Input material:
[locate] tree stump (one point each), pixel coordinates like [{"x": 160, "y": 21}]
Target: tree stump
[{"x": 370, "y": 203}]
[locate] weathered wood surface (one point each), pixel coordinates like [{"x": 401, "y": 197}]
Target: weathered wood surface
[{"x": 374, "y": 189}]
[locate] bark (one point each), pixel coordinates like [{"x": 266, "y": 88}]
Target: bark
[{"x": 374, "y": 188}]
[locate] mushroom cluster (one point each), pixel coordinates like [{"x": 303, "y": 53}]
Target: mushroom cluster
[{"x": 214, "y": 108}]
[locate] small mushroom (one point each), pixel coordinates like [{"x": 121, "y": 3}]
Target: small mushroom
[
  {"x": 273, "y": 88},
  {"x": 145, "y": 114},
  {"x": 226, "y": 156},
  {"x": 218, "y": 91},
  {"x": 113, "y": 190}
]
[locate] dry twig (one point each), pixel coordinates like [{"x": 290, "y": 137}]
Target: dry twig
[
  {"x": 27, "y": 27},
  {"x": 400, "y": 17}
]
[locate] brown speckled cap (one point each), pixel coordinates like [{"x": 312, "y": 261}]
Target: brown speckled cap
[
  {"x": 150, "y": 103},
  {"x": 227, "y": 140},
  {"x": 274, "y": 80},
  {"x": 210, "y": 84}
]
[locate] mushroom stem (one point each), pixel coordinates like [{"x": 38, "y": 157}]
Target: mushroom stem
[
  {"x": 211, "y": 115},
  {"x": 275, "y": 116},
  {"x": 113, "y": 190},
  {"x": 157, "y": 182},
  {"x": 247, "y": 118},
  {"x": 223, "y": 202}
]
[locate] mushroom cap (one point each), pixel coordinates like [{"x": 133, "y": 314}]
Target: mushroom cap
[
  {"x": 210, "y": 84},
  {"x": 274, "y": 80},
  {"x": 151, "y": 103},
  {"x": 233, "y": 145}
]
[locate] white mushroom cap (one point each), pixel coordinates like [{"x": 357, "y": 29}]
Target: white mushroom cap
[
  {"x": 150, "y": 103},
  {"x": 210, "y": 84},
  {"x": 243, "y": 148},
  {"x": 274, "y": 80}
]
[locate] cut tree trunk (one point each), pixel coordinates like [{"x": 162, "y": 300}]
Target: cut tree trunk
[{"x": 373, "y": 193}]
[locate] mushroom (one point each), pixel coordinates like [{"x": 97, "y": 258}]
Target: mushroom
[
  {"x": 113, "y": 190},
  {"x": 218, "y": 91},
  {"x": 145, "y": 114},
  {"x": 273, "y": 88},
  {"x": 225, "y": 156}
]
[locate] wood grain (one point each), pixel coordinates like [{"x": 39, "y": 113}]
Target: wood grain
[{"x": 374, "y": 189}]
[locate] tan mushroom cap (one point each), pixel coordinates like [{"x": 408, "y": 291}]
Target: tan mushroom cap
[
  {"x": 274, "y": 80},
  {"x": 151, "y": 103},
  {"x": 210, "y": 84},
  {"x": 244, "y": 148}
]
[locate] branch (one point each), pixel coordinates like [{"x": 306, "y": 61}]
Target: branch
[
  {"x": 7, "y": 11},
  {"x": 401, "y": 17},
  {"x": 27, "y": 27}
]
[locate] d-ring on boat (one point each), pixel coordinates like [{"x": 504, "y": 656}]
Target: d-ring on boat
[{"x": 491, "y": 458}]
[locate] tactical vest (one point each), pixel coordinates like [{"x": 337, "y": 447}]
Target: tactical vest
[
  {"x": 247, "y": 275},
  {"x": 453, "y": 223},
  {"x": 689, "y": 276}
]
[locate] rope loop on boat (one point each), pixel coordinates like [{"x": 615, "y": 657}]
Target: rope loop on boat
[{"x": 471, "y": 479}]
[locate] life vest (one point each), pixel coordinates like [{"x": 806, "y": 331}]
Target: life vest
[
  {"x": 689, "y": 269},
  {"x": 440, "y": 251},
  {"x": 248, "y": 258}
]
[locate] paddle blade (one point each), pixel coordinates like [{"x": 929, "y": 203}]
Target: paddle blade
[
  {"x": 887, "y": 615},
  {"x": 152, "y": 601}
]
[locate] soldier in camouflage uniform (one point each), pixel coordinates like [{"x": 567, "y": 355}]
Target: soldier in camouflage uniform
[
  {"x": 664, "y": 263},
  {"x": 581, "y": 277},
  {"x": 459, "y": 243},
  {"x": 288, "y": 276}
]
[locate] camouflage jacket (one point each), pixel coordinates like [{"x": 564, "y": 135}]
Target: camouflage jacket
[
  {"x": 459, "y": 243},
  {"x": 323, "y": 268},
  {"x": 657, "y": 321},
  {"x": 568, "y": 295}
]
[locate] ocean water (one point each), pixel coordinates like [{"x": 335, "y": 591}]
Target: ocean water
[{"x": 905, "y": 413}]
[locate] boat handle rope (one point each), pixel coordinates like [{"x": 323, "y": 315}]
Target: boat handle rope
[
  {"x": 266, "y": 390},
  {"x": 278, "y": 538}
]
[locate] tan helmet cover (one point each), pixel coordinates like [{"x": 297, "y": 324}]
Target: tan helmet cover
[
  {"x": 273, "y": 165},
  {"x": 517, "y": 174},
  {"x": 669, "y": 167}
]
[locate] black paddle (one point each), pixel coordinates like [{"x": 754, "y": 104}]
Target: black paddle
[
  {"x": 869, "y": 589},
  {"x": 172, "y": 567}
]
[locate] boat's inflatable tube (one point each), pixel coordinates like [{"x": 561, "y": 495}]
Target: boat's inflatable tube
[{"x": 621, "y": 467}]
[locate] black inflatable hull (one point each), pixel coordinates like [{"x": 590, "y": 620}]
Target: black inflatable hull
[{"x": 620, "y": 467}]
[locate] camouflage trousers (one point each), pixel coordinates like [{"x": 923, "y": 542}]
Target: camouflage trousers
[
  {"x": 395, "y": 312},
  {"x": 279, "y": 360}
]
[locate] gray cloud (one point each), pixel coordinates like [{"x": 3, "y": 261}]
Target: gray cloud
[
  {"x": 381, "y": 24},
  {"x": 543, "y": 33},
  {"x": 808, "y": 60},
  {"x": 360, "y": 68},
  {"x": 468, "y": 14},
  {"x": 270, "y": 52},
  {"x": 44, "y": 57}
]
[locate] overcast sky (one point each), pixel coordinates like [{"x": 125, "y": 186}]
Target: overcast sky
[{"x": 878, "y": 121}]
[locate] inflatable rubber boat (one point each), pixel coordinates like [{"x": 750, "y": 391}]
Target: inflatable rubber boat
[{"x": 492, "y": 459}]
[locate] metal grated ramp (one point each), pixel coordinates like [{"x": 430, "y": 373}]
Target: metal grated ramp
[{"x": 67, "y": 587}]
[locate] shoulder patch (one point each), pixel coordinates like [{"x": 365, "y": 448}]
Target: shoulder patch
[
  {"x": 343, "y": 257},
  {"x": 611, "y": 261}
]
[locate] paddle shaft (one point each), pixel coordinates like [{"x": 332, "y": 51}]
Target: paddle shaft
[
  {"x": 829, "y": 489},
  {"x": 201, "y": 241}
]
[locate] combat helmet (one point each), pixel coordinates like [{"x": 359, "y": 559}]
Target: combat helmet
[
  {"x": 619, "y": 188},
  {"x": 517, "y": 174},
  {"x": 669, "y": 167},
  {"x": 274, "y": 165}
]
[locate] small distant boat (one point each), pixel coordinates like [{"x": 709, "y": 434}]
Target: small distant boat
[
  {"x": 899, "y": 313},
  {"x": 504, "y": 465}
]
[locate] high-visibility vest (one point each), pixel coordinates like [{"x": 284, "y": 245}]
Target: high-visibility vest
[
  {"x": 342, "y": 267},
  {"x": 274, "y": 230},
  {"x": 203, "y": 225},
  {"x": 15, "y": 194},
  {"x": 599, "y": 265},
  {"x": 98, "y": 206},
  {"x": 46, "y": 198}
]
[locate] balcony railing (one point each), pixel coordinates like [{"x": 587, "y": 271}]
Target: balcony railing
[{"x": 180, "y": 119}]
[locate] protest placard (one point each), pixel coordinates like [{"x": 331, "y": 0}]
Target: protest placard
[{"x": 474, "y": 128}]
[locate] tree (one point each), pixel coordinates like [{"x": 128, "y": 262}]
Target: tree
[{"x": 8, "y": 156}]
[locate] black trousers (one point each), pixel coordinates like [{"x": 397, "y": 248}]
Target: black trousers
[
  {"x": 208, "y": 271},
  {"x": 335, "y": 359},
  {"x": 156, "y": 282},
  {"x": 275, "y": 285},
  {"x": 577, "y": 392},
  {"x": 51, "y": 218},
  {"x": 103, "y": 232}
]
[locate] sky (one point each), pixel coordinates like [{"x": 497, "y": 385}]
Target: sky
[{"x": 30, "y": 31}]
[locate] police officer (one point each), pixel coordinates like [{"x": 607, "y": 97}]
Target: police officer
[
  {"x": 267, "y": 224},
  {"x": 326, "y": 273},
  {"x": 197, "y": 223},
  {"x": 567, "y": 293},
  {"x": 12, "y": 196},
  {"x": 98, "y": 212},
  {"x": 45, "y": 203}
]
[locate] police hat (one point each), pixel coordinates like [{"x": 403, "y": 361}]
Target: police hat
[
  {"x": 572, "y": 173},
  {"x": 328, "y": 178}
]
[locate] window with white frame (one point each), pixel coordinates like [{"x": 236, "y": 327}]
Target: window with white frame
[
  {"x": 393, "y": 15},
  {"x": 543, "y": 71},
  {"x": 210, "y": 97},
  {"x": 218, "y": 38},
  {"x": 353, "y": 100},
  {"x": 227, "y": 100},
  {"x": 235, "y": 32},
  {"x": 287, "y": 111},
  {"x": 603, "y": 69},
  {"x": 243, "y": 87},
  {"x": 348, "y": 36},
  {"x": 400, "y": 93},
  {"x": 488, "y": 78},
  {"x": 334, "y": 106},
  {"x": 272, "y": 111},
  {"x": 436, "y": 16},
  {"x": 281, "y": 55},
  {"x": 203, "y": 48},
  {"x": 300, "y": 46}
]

Problem requirements: From the listing above, return the lines starting at the one with "Target: bark" and ending at the one with "[locate] dry twig", both kept, exactly as they appear and nothing more.

Task result:
Target: bark
[{"x": 374, "y": 188}]
[locate] mushroom cluster (one point each), pixel coordinates like [{"x": 303, "y": 53}]
Target: mushroom cluster
[{"x": 214, "y": 108}]
[locate] small mushroom (one point each), pixel coordinates like [{"x": 121, "y": 3}]
Target: small mushroom
[
  {"x": 273, "y": 88},
  {"x": 145, "y": 114},
  {"x": 226, "y": 156},
  {"x": 218, "y": 91},
  {"x": 113, "y": 190}
]
[locate] dry twig (one point each), pixel coordinates like [{"x": 290, "y": 137}]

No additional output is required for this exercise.